Document text —
During the height of the coronavirus lockdown, dermatologist Whitney Bowe, MD, author of The Beauty of Dirty Skin, had an epiphany: “I started using Peloton, but also began switching up my routine, cycling or rotating through different workouts such as pilates and yoga to optimize benefits and see changes,” she says. “I started talking about this process of cycling out different workouts and realized it was a natural response to my patients’ needs. My two worlds collided.”
Despite using exfoliants (scrubs and prescription-strength retinoids) up to twice a day, Dr. Bowe’s patients weren’t getting the results they desired.
“They were irritating their skin and not getting the benefits of powerful active ingredients,” says Dr. Bowe. “You can use a nourishing moisturizer twice a day, but when you try to push the workhorses (the acids, the retinoids) you can actually do more harm than good — including damaging the skin barrier, experiencing low-grade chronic inflammation, increasing free radical damage, accelerating the aging process and worsening hyperpigmentation. I started realizing, as we dove into patients’ actual routines, that we needed to build in recovery days to let the skin repair.”
What Is Skin Cycling?
Skin cycling is Dr. Bowe’s method of keeping over-exfoliation from damaging the skin and promoting skin recovery. Though everyone is different in terms of tolerance, Dr. Bowe keeps her exfoliation to once every four days.
“I don’t skin cycle in the morning,” says Dr. Bowe. “I keep the routine predictable: cleanse, pat dry, use a vitamin C product, apply an antioxidant, moisturize and use SPF — this all protects your skin from the stressors of the day.”
The evening is when things change.
“Skin cycling is for nighttime,” she says. “I have sensitive skin, so I choose a four-day cycle. The first night or ‘exfoliation night’ of the skin cycle, I cleanse, pat dry and use an exfoliating product — I prefer a chemical exfoliant over a physical one since scrubs can cause trauma. The next step is a moisturizer. This day is all about priming your skin and fluffing away that dead surface layer of cells inhibiting your products’ ingredients from truly penetrating the skin.”
A tip from Dr. Bowe: Don’t follow an exfoliating product with a retinoid or another active-style product. The next night, use a cleanser, pat dry, apply retinol or retinoid and use moisturizer.

Problems to work on —
a - For each statement about the article on skin cycling, answer yes or no and quote the deciding words: (i) Dr. Bowe exfoliates once every four days. (ii) Dr. Bowe skin cycles in the morning. (iii) Dr. Bowe prefers a physical exfoliant over a chemical one.
b - According to the article on skin cycling, what routine does Dr. Bowe follow on the night after exfoliation night?
c - Shorten the paragraph of the article on skin cycling that begins "They were irritating their skin," keeping its main facts.
The items after the article on skin cycling are separate material with no connection to it.

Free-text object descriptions
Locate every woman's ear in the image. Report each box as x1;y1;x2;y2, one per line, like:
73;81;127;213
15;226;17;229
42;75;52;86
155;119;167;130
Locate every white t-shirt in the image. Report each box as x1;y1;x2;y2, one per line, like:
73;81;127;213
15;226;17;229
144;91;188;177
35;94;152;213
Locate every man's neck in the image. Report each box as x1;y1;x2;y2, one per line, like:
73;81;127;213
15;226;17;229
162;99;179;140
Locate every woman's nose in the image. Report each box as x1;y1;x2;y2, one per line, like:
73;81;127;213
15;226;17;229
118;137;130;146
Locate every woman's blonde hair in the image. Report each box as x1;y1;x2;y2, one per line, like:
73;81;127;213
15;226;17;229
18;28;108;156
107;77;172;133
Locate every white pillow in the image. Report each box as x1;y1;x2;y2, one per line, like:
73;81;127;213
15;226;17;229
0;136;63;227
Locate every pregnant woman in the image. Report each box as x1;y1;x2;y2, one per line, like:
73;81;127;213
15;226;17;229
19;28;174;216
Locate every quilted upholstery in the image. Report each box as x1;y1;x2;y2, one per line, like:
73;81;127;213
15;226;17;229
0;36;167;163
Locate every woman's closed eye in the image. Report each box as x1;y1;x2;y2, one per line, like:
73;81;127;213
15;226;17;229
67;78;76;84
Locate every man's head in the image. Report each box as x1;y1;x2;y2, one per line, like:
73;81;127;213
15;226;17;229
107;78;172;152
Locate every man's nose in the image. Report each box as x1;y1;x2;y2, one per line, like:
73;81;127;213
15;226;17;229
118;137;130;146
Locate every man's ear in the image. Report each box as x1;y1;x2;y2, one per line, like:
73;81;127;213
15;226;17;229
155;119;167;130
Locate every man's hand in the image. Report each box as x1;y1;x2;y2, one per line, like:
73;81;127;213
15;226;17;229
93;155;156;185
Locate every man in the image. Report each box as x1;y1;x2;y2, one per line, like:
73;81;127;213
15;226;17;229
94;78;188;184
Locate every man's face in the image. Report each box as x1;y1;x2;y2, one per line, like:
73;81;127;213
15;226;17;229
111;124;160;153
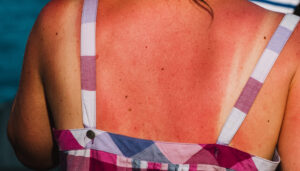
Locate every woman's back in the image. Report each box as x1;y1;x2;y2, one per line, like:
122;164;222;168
7;0;299;169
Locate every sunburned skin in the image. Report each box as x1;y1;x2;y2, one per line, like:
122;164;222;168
97;0;270;143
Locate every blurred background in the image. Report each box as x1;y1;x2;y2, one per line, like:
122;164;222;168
0;0;299;170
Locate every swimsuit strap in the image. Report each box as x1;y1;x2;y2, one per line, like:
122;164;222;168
217;14;299;145
80;0;98;128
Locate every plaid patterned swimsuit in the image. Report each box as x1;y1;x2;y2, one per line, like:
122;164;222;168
54;0;299;171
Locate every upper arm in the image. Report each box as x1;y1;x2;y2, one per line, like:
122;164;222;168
7;1;71;168
278;24;300;170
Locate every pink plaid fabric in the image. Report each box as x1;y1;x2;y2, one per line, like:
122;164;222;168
53;0;299;171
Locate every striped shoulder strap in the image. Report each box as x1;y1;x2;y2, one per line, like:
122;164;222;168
217;14;299;145
80;0;98;128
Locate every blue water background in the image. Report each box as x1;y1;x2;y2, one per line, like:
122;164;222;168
0;0;298;170
0;0;48;102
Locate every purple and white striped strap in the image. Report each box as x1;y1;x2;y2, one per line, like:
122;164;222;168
80;0;98;128
217;14;299;145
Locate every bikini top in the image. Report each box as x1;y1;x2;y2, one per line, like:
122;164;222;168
53;0;299;171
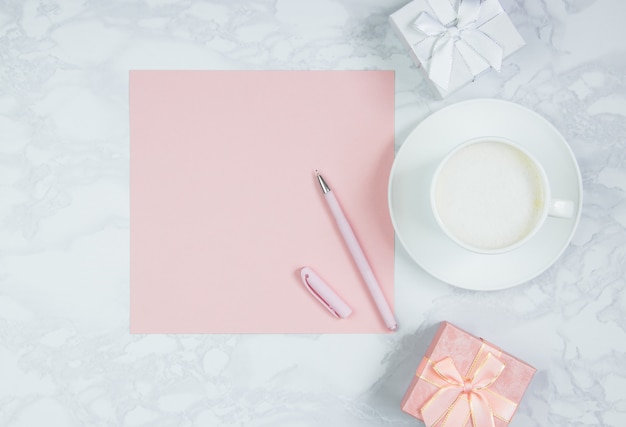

Exercise answers —
a -
(i) Yes: "Dr. Bowe keeps her exfoliation to once every four days."
(ii) No: "I don’t skin cycle in the morning"
(iii) No: "I prefer a chemical exfoliant over a physical one since scrubs can cause trauma."

b - She uses a cleanser, pats dry, applies retinol or a retinoid and then uses moisturizer.

c - Dr. Bowe says her patients were irritating their skin without getting the benefits of powerful active ingredients. A nourishing moisturizer can be used twice a day. Pushing acids and retinoids, however, can do more harm than good: it can damage the skin barrier, cause low-grade chronic inflammation, increase free radical damage, speed up aging and worsen hyperpigmentation. After looking at patients' actual routines, she realized recovery days were needed to let the skin repair.